─── Приведённый текст ───
О таком же персональном приглашении "отборных "граждан" для защиты Конвента говорит и Давид в одном неизданном письме к Мерлену, причем, по его предположению, 4 прериаля набралось от 30 до 40 тысяч "отборных граждан"; "сопровождали" же их два полка кавалерии и несколько отрядов "добровольцев" (под последними Давид, вероятно, понимает мюскаденов). Конечно, и к этой цифре следует отнестись скептически, но, во всяком случае, характерно, что и Давиду дело, повидимому, представлялось так: главная сила - "отборные граждане", линейные же войска их только "сопровождают" . Тотчас же после победы разоружение подозрительных ("террористов") и аресты по докладам полиции и по доносам частных лиц возобновились с удесятеренной энергией.
Провинция хорошо понимала, что Конвент рассчитывает и может рассчитывать в предстоявшей борьбе в первую голову именно на собственников. Члены уголовного трибунала департамента Эро в адресе, посланном Конвенту, обещают ему в помощь целые "фаланги республиканцев-собственников", тех самых, которые в большом количестве и, прибавим, вполне добровольно, по личному почину, пошли за несколько дней до того усмирять восстание в Тулоне . Но Конвенту эта помощь не понадобилась: к вечеру 4 прериаля борьба была решена силами регулярной армии и буржуазных секций столицы.
Хотя отбор производился во всех секциях, но были, разумеется, среди них и такие, где и без всякого отбора "благонадежный" элемент имел подавляющую силу. Такие секции с первого же момента явились предлагать свои услуги.
Секция Брута (где была сильна средняя буржуазия) первая пришла в Конвент с предложением помощи против восставших. Комитеты в самых сильных выражениях высказывались об инсургентах, благодаря секцию за проявленные ею чувства и предложенные жертвы (сбор среди "богатых" для помощи "нуждающимся" и т. д.) . Целым рядом следовавших одно за другим постановлений комитеты (в объединенном заседании) подтягивали к Конвенту отборную вооруженную силу секций, обеспечивали ее провиантом, устанавливали связь с генералом Фоксом, которому Конвент непосредственно поручил свою охрану.
Если, как мы видим, показание Жюллиана о "всех" секциях нуждается в поправках и пояснениях, то относительно так называемой "золотой молодежи" оно совершенно точно. Во все эти дни мюскадены играли роль деятельных соглядатаев, лазутчиков и осведомителей. Едва ли не они первые принесли 2 прериаля известие, что в Антуанском предместье происходят сборища, принимающие тревожный характер, причем в точности указали участвующие в этом движении секции. Они же доложили о собирающихся совсем близко от Конвента женщинах. Этих "молодых людей, полных усердия и доброй воли", пересылали из комитета в комитет для представления кому следует обстоятельных устных докладов. Подлинные документы, писавшиеся в разгар прериальских событий и сохранившиеся в архивах, рисуют, таким образом, роль мюскаденов в полном согласии с воспоминаниями Жюллиана .
───
§ **Задания**:
a) Какая секция, согласно тексту о прериальских событиях, первой пришла в Конвент с предложением помощи против восставших?
b) Повторите дословно фрагмент текста о прериальских событиях, начиная со слов «Хотя отбор производился» и продолжая до слов «предлагать свои услуги.».
c) Изложите содержание текста о прериальских событиях в трех предложениях.
Для выполнения заданий пункты не нужны.
─── Предоставленные данные ───
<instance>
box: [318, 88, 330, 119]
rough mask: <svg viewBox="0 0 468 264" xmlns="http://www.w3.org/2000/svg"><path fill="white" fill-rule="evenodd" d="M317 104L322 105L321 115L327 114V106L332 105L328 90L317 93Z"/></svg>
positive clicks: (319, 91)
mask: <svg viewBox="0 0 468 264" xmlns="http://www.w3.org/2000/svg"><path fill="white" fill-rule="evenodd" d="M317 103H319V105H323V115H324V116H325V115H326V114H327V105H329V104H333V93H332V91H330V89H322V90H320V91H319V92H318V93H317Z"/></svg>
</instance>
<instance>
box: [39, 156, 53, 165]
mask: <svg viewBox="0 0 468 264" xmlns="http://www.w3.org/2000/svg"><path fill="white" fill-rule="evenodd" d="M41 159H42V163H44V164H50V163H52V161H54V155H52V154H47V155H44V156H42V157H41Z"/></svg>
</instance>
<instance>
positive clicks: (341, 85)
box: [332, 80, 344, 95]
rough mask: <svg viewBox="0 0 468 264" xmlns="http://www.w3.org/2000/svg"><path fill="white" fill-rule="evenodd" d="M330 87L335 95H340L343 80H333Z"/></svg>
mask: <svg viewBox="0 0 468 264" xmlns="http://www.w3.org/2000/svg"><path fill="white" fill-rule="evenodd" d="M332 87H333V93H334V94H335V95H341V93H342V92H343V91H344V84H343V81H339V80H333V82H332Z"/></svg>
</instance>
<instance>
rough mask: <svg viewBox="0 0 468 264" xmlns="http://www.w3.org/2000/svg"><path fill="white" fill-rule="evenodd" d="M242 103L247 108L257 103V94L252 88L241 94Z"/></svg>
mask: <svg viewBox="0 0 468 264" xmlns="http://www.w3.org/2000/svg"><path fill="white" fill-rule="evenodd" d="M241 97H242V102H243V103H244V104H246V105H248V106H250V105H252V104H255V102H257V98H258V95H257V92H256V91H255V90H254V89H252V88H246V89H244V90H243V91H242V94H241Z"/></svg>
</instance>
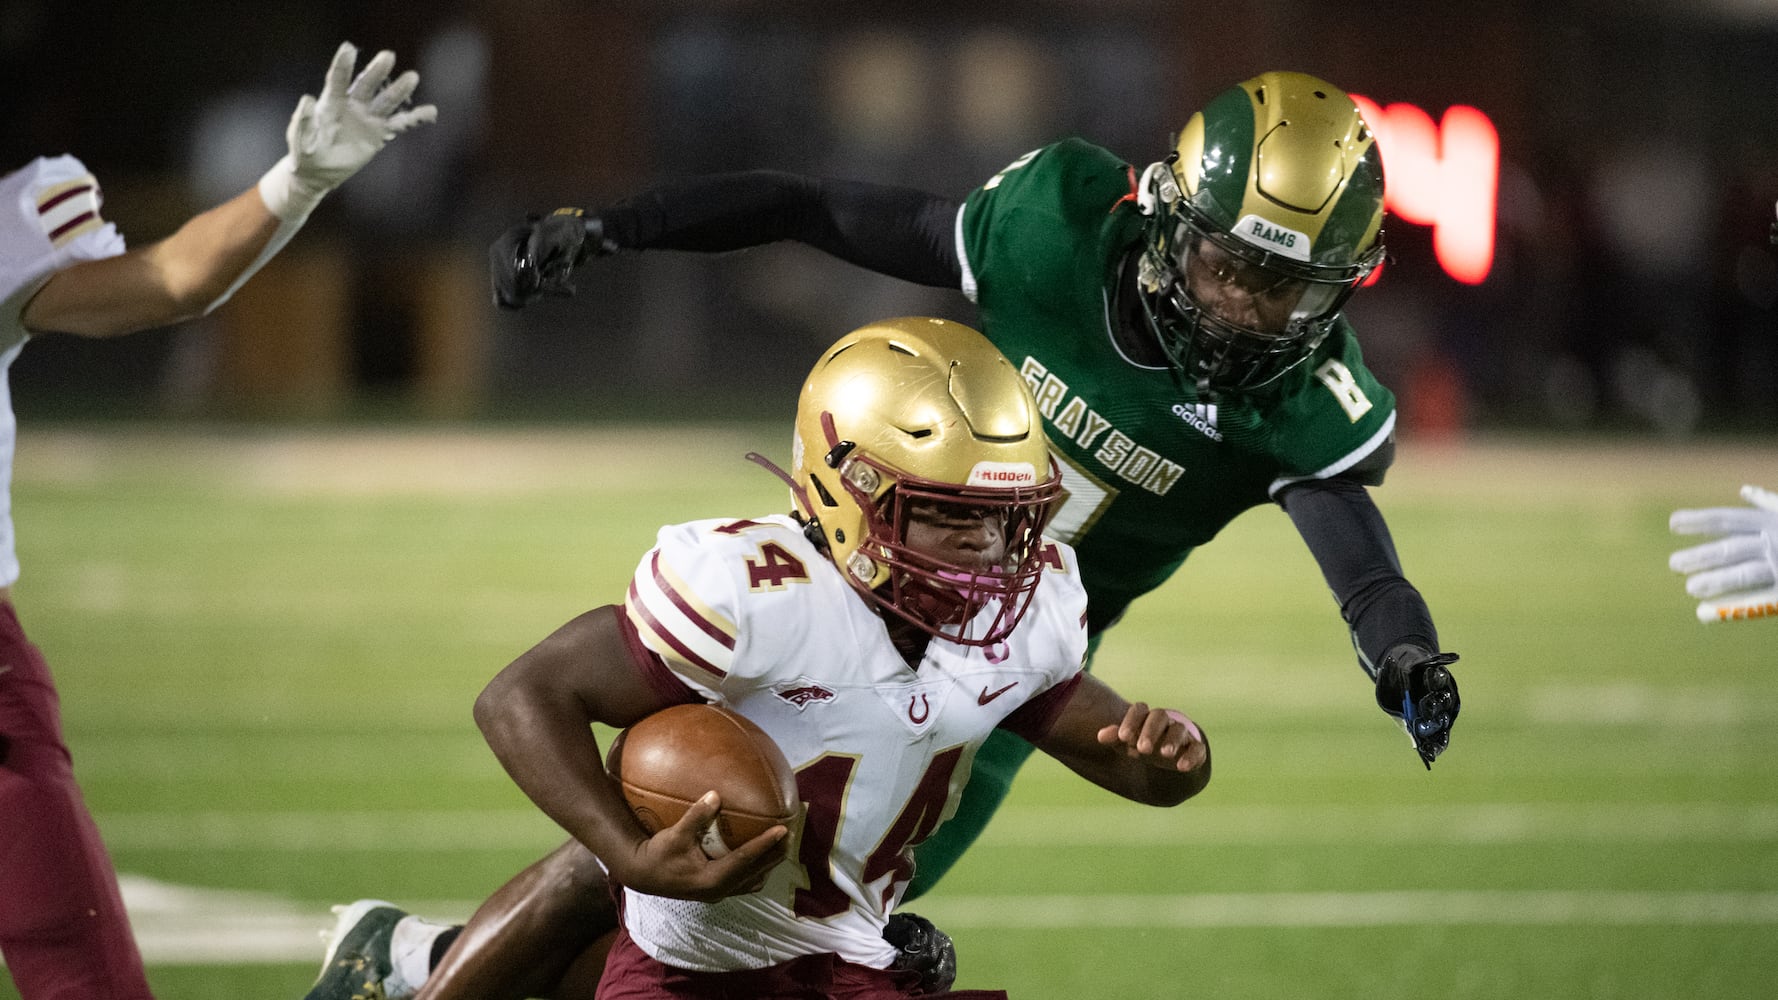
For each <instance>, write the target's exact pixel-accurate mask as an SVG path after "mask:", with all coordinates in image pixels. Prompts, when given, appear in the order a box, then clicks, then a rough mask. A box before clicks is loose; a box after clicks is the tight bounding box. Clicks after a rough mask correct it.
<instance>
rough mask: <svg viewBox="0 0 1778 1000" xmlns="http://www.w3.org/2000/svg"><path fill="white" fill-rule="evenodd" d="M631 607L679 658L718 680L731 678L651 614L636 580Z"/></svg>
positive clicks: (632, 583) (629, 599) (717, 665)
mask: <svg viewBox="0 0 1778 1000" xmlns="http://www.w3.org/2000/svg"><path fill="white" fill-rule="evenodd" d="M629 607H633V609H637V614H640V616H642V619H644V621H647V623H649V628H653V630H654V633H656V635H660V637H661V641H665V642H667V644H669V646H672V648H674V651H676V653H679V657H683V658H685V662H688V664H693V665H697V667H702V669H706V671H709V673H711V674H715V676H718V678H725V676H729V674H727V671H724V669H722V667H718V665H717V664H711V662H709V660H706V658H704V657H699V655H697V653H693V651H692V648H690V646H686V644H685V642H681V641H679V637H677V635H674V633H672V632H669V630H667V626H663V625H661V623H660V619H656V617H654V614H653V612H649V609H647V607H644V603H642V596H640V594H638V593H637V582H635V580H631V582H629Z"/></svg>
───
─── Предоставленные данные ───
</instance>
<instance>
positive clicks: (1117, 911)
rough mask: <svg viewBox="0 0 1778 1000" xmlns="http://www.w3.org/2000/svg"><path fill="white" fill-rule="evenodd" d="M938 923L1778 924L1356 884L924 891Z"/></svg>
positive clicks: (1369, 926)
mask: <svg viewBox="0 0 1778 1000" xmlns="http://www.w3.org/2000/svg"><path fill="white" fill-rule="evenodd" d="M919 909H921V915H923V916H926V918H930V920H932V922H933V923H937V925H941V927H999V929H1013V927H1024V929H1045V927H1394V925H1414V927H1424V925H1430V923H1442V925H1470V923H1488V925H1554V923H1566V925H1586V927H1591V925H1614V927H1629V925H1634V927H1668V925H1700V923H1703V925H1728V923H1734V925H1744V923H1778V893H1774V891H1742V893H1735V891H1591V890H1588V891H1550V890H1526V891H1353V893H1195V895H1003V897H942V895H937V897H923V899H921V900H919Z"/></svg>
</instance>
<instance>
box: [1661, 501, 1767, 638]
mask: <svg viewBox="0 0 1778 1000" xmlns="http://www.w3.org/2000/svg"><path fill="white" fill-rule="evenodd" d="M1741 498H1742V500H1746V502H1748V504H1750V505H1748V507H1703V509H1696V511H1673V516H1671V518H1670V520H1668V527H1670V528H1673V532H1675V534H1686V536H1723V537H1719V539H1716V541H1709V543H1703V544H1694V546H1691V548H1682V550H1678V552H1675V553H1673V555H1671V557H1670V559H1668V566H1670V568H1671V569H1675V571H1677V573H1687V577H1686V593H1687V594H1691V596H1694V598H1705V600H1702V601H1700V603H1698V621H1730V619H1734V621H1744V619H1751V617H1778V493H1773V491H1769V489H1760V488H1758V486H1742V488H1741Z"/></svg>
───
§ **Ответы к упражнению**:
a) Секция Брута.

b)
Хотя отбор производился во всех секциях, но были, разумеется, среди них и такие, где и без всякого отбора "благонадежный" элемент имел подавляющую силу. Такие секции с первого же момента явились предлагать свои услуги.

c) В борьбе с восстанием Конвент рассчитывал в первую голову на собственников и «отборных граждан» из секций, а линейные войска, как представлялось Давиду, их лишь «сопровождали». К вечеру 4 прериаля борьба была решена силами регулярной армии и буржуазных секций столицы, после чего разоружение «террористов» и аресты возобновились с удесятеренной энергией. Мюскадены, или «золотая молодежь», служили соглядатаями, лазутчиками и осведомителями, и архивные документы рисуют их роль в полном согласии с воспоминаниями Жюллиана.